■ Problem to solve ■
Print every line in the rows below without any changes.

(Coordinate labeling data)
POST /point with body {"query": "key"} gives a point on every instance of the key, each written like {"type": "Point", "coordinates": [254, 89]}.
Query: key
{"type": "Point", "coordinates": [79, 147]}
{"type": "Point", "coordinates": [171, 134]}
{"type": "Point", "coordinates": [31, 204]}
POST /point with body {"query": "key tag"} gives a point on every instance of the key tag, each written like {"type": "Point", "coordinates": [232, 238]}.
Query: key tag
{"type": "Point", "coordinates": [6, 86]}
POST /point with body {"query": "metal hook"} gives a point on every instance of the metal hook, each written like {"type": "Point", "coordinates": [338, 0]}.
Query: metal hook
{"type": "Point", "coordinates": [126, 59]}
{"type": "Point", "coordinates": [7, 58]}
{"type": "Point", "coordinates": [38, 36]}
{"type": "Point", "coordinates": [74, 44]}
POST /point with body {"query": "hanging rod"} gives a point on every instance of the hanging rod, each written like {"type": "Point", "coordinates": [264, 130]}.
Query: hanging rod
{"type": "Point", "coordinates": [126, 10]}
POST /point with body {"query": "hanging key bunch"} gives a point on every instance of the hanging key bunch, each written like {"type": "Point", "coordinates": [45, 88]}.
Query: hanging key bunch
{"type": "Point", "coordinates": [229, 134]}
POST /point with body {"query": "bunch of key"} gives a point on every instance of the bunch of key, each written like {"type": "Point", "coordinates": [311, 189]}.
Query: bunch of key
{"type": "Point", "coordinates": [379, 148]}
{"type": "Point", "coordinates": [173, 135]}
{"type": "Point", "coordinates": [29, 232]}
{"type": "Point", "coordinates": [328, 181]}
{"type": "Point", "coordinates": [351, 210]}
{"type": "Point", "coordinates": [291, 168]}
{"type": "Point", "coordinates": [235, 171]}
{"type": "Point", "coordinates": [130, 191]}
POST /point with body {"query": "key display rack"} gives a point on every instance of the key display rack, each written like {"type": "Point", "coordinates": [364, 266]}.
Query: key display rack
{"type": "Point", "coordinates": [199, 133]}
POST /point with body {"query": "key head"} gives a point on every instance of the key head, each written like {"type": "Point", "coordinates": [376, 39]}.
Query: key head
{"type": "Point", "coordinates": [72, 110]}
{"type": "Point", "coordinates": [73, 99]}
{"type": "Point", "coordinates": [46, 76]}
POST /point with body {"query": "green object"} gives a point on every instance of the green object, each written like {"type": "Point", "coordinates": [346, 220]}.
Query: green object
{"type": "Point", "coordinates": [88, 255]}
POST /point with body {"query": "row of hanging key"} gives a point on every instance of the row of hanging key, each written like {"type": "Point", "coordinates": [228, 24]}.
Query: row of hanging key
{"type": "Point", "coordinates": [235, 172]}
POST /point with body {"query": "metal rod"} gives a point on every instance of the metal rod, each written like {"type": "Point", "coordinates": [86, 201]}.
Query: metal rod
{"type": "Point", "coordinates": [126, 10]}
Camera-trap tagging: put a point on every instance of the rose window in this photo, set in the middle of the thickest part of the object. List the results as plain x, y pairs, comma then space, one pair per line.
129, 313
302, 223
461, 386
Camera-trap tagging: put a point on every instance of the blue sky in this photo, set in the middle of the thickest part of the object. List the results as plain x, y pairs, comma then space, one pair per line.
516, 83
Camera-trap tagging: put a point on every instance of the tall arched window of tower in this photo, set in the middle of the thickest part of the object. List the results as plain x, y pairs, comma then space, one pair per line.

■ Written solution ■
POST /point with body {"query": "key"} gives a point on every instance of the key, each written like {"type": "Point", "coordinates": [254, 89]}.
Query: key
{"type": "Point", "coordinates": [79, 147]}
{"type": "Point", "coordinates": [171, 134]}
{"type": "Point", "coordinates": [31, 204]}
POST /point with body {"query": "key tag"} gives a point on every instance of the key tag, each written like {"type": "Point", "coordinates": [232, 238]}.
Query: key tag
{"type": "Point", "coordinates": [6, 86]}
POST /point with body {"query": "metal hook"} gives a point on every instance of the metal hook, each written like {"type": "Point", "coordinates": [338, 0]}.
Query: metal hook
{"type": "Point", "coordinates": [126, 59]}
{"type": "Point", "coordinates": [7, 58]}
{"type": "Point", "coordinates": [38, 36]}
{"type": "Point", "coordinates": [74, 44]}
POST /point with body {"query": "hanging rod"} gives a point on every instance of the hanging rod, each written like {"type": "Point", "coordinates": [264, 130]}.
Query: hanging rod
{"type": "Point", "coordinates": [126, 10]}
POST /point with body {"query": "hanging key bunch"} gives a point on every instance of the hanging key bunch, each written like {"type": "Point", "coordinates": [45, 88]}.
Query: hanging key bunch
{"type": "Point", "coordinates": [229, 134]}
POST /point with body {"query": "bunch of key"} gives a point on every instance of the bunch of key, each written like {"type": "Point", "coordinates": [311, 189]}.
Query: bunch of key
{"type": "Point", "coordinates": [379, 148]}
{"type": "Point", "coordinates": [173, 135]}
{"type": "Point", "coordinates": [29, 232]}
{"type": "Point", "coordinates": [328, 181]}
{"type": "Point", "coordinates": [351, 210]}
{"type": "Point", "coordinates": [291, 168]}
{"type": "Point", "coordinates": [235, 171]}
{"type": "Point", "coordinates": [130, 191]}
POST /point with body {"query": "key display rack"} gives a point on every instance of the key display rack, each written like {"type": "Point", "coordinates": [364, 266]}.
Query: key display rack
{"type": "Point", "coordinates": [199, 133]}
POST /point with body {"query": "key head"} gives a point on every instance of the key head, each written like {"type": "Point", "coordinates": [376, 39]}.
Query: key head
{"type": "Point", "coordinates": [72, 110]}
{"type": "Point", "coordinates": [73, 99]}
{"type": "Point", "coordinates": [46, 76]}
POST /point with body {"query": "green object"} gives a point on every instance of the green object, each written like {"type": "Point", "coordinates": [346, 220]}.
Query: green object
{"type": "Point", "coordinates": [88, 255]}
POST /point with body {"query": "row of hanging key"} gives a point on every instance of the row of hanging key, each written like {"type": "Point", "coordinates": [228, 24]}.
Query: row of hanging key
{"type": "Point", "coordinates": [235, 172]}
POST /point with body {"query": "metal rod"} gives a point on every instance of the metal rod, each written like {"type": "Point", "coordinates": [86, 201]}.
Query: metal rod
{"type": "Point", "coordinates": [126, 10]}
Camera-trap tagging: put a point on every instance of the rose window in this photo, set in the middle of the thickest part of the object. List the results as plain x, y pairs, comma then space, one pair per line.
129, 313
302, 223
461, 386
Camera-trap tagging: put a point on every instance of the blue sky in this photo, set in the middle of the thickest part of the object. List the results as plain x, y pairs, comma then space, one pair per line.
516, 83
Camera-trap tagging: put a point on every instance of the tall arched window of tower in this photo, set in the middle of the thickest part of the object. List the results as plain x, y pairs, comma then space, one pair per line.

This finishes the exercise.